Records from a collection
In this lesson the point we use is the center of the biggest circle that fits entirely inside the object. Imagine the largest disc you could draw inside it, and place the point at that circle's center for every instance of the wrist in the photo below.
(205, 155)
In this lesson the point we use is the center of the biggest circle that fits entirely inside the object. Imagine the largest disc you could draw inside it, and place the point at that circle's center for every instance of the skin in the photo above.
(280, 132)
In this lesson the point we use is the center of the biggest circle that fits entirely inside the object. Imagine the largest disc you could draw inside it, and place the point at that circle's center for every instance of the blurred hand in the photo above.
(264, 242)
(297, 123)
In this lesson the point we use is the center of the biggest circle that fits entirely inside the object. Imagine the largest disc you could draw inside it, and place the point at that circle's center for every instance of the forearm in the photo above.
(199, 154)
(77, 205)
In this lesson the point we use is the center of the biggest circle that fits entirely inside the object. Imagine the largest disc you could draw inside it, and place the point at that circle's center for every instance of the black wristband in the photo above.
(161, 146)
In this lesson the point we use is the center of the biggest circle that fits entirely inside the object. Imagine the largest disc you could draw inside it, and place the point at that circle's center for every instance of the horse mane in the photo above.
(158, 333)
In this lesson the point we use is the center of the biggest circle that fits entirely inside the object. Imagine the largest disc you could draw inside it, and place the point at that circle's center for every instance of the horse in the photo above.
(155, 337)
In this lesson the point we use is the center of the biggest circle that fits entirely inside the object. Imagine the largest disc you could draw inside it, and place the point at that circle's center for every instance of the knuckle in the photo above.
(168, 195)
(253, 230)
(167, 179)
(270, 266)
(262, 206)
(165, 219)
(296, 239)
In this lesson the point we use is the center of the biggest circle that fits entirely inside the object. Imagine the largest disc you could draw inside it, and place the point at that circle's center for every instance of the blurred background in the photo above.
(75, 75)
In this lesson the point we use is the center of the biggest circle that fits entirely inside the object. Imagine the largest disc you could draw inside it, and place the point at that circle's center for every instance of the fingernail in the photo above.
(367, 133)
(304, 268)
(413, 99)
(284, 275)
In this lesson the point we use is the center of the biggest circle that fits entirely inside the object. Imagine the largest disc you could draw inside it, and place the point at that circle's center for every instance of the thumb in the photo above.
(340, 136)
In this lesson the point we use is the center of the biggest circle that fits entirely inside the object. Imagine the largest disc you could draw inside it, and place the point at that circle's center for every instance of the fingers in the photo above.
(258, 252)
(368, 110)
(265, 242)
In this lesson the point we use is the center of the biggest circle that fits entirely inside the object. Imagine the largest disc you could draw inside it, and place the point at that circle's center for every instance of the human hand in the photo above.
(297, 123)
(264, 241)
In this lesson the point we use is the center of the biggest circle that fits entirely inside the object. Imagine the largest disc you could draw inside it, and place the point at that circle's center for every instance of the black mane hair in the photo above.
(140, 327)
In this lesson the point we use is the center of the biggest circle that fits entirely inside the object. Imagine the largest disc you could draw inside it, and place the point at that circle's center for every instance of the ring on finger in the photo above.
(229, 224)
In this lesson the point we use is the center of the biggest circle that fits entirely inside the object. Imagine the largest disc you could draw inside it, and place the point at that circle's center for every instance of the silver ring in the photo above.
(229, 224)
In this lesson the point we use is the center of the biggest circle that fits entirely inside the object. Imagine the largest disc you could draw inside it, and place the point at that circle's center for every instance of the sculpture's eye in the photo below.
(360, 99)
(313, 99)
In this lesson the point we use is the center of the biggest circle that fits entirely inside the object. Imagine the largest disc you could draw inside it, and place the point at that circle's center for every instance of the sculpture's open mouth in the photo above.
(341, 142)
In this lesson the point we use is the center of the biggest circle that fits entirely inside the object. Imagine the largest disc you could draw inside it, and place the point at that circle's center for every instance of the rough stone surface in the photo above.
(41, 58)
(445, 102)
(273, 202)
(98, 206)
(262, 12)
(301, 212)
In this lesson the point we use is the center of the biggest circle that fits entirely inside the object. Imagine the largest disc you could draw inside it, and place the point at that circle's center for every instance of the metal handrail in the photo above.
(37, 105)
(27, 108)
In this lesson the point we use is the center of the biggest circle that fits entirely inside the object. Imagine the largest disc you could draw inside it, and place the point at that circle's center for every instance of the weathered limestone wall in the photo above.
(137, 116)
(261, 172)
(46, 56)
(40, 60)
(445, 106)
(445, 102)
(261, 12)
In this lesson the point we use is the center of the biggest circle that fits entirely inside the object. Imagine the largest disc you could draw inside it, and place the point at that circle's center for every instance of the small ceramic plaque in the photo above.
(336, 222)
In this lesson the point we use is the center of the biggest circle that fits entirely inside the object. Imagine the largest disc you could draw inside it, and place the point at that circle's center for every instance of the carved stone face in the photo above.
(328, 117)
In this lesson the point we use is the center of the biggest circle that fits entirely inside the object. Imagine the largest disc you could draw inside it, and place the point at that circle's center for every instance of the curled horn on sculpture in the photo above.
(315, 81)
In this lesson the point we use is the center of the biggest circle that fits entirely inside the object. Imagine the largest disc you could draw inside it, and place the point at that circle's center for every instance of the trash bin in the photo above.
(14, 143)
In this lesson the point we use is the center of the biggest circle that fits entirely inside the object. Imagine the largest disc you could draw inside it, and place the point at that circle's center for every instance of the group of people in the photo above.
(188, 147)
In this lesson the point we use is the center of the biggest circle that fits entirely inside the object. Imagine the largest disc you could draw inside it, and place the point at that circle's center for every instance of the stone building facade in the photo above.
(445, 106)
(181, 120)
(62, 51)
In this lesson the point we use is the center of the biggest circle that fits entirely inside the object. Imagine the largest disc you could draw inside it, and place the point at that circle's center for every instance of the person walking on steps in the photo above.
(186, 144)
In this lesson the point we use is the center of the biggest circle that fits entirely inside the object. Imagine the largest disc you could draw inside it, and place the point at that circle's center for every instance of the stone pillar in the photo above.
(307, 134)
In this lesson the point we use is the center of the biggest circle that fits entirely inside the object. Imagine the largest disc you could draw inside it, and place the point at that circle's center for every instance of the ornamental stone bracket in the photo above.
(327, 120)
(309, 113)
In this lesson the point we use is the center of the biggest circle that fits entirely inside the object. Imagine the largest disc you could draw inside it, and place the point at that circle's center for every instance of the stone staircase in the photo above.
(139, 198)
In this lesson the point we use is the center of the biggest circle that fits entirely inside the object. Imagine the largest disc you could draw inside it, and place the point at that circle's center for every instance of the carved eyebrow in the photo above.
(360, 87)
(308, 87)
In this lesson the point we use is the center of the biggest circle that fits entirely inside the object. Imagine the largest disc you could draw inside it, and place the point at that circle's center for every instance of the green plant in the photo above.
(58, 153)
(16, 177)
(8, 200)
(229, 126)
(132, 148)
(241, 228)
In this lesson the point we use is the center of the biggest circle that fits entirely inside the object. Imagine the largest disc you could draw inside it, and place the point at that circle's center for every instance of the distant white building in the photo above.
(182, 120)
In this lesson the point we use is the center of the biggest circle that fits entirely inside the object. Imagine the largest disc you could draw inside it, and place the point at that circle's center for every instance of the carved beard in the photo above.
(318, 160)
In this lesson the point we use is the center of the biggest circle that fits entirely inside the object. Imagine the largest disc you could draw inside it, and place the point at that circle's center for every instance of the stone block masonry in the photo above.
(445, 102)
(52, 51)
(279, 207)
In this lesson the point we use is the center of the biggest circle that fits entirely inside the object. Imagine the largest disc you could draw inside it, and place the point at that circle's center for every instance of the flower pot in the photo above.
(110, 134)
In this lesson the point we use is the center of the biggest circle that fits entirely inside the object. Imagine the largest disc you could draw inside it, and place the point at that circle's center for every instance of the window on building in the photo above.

DIRECTIVE: Reproduce every line of the rows above unchanged.

RESULT BELOW:
In this lesson the point we use is the center of the biggest circle that fits entirely inside the object. Imagine the largest disc you could draw inside it, and place the point at that circle's center for every instance of the wrist in the photo below.
(205, 155)
In this lesson the point we use is the center of the biggest circle that fits entirely inside the object. Imagine the largest disc you could draw inside it, and place the point at that circle's center for every instance of the skin in the photo above.
(280, 132)
In this lesson the point we use is the center of the biggest circle that fits entirely inside the object. Imagine the largest disc you could draw inside it, and place the point at that circle's center for every instance of the blurred hand in the photo above.
(264, 242)
(297, 123)
In this lesson the point we use is the center of the biggest circle that fits entirely inside the object. Imagine the largest disc you could draw inside it, and place the point at that circle's center for every instance of the forearm in the photo above.
(199, 154)
(77, 205)
In this lesson the point we use is the center of the biggest circle that fits entirely inside the object. Imagine the largest disc you could draw inside it, and place the point at that circle's center for every instance of the black wristband in the photo above.
(161, 146)
In this lesson the point we use is the center of the biggest circle that fits entirely inside the object. Imagine the largest disc you could draw inside it, and place the point at that circle's center for every instance of the horse mane in the photo above.
(158, 333)
In this lesson the point we use is the center of the biggest circle that fits entirely inside the object. Imagine the largest disc you could draw inside it, and place the point at that circle's center for every instance of the horse in the photo above.
(155, 337)
In this lesson the point we use is the center of the biggest circle that fits entirely inside the object. Imagine the largest disc you could draw inside it, and place the point at that circle's center for every instance of the knuckle in the photo above.
(168, 195)
(253, 230)
(167, 179)
(270, 266)
(262, 206)
(165, 219)
(296, 239)
In this lesson the point we use is the center of the biggest circle that fits entirely inside the object. Imagine the largest disc you could draw inside it, and place the point at that circle's center for every instance of the blurred background in the photo above.
(75, 75)
In this lesson the point we use is the center of the biggest circle that fits entirely inside the object. Imagine the largest disc you could draw inside it, and place the point at that circle's center for every instance of the fingernail in the photo above.
(367, 133)
(304, 268)
(413, 99)
(284, 275)
In this lesson the point we use is the center of the biggest circle that fits entirely inside the object. Imagine the largest disc you could draw inside it, and place the point at that circle's center for every instance of the thumb in the photo above.
(340, 136)
In this lesson the point we use is the center of the biggest circle that fits entirely inside the object. Imagine the largest disc you could draw inside it, and place the point at that circle's center for every instance of the fingers in the photo above.
(258, 252)
(368, 110)
(265, 242)
In this lesson the point we use is the center of the biggest circle that fits entirely inside the object. Imagine the largest disc you could draw inside it, and place the point at that circle's center for every instance of the human hand in the photo above.
(297, 123)
(264, 241)
In this lesson the point we use is the center of the biggest circle that fits entirely inside the object. Imagine the largest disc you could draw inside it, and place the point at that circle's center for every instance of the black mane hair in the photo above.
(140, 327)
In this lesson the point we use is the center of the biggest circle that fits entirely inside the object. Imagine the largest disc you could draw inside it, and place the point at that circle's center for every instance of the ring on finger in the photo above.
(229, 224)
In this lesson the point we use is the center of the biggest circle that fits entirely inside the object. Imagine the largest disc you could draw inside it, and place the point at that circle's center for every instance of the silver ring in the photo above.
(229, 224)
In this lesson the point we use is the center of the biggest circle that fits entirely inside the object. Imagine the largest disc you could draw inside it, and place the point at that circle's center for every instance of the sculpture's eye in the photo below.
(360, 99)
(313, 99)
In this lesson the point we use is the center of the biggest circle that fits entirely inside the object. Imagine the largest disc you could draw inside it, and place the point at that circle's center for every instance of the sculpture's open mouth in the photo above.
(341, 142)
In this lesson the point we use is the center of the biggest circle that fits entirely inside the object. Imagine the largest disc you could draw inside it, and place the point at that circle's center for every instance of the rough stone surface in the photo above.
(41, 58)
(445, 102)
(273, 202)
(98, 206)
(262, 12)
(301, 212)
In this lesson the point we use is the center of the biggest circle that fits entirely inside the object. Imagine the largest disc you could draw inside it, and place the point at that circle's center for every instance of the metal handrail in the photo above.
(37, 105)
(27, 108)
In this lesson the point we use is the center of the biggest circle that fits entirely inside the object. Imagine the largest disc you could draw inside it, and place the point at that circle's center for every instance of the weathered limestone wall in the photo above.
(137, 116)
(261, 172)
(46, 56)
(40, 60)
(445, 106)
(445, 102)
(261, 12)
In this lesson the point we use is the center of the biggest circle that fits entirely inside the object. Imagine the largest disc you could draw inside it, and place the point at that circle's center for every instance of the small ceramic plaque in the photo above.
(336, 222)
In this lesson the point we use is the center of the biggest circle that fits entirely inside the object. Imagine the largest disc you could draw inside it, and place the point at that circle's center for every instance of the carved stone face in the photo above.
(328, 117)
In this lesson the point we use is the center of the biggest circle that fits entirely inside the object. Imagine the largest disc you could draw inside it, and place the point at that circle's center for every instance of the curled horn on sculpture in the photo above.
(315, 81)
In this lesson the point we use is the center of the biggest circle that fits entirely inside the object. Imagine the largest disc you could draw inside it, and place the point at that circle's center for every instance of the trash bin in the photo above.
(14, 143)
In this lesson the point we use is the center of the biggest circle that fits entirely inside the object. Imagine the largest disc you could draw inside it, and place the point at that circle's center for every instance of the group of people in the photo above.
(188, 147)
In this lesson the point we use is the center of the biggest circle that fits entirely inside the object. Imagine the largest disc you could draw inside it, and place the point at that circle's center for every instance of the stone building facade in the photo above.
(445, 106)
(181, 120)
(62, 51)
In this lesson the point we use is the center of the biggest circle that fits entirely inside the object. Imagine the largest disc you could draw inside it, and place the point at that circle's center for every instance of the person walking on steps in the photo above.
(186, 144)
In this lesson the point we use is the center of the biggest circle that fits entirely inside the object. Imagine the largest disc you could draw inside it, and place the point at that circle's center for every instance of the stone pillar in the photo above.
(307, 134)
In this lesson the point we use is the center of the biggest circle that fits entirely inside the object. Imagine the largest disc you could draw inside it, and place the point at that circle's center for every instance of the ornamental stone bracket in the photo above.
(327, 120)
(309, 113)
In this lesson the point we use is the center of the biggest circle that fits entirely inside the object. Imagine the largest disc you could draw inside it, and place the point at that circle's center for every instance of the stone staircase in the photo above.
(139, 198)
In this lesson the point we use is the center of the biggest circle that fits entirely inside the object. Imagine the largest disc you could draw inside it, and place the point at that circle's center for every instance of the carved eyebrow in the photo above.
(360, 87)
(308, 87)
In this lesson the point we use is the center of the biggest circle that fits entirely inside the object. Imagine the largest disc you could draw inside it, and place the point at that circle's center for every instance of the green plant in the photo above.
(58, 153)
(16, 177)
(8, 200)
(229, 126)
(132, 148)
(241, 228)
In this lesson the point we use is the center of the biggest circle that fits entirely inside the object. Imagine the largest disc you could draw inside it, and place the point at that circle's center for every instance of the distant white building in the photo above.
(182, 120)
In this lesson the point we use is the center of the biggest circle that fits entirely inside the object. Imagine the largest disc you could draw inside it, and place the point at that circle's center for every instance of the carved beard in the photo above.
(318, 160)
In this lesson the point we use is the center of the biggest circle that fits entirely inside the object. Imagine the largest disc you could draw inside it, and place the point at that circle's center for every instance of the stone block masonry in the photo above.
(445, 102)
(52, 51)
(279, 207)
In this lesson the point we use is the center of the biggest circle that fits entirely inside the object. Imagine the largest disc you could draw inside it, and place the point at that circle's center for every instance of the flower pot in the photo above.
(110, 134)
In this lesson the point we use is the center of the biggest circle that fits entirely inside the object. Imagine the largest disc you could draw inside it, and place the point at that circle's center for every instance of the window on building in the photo above.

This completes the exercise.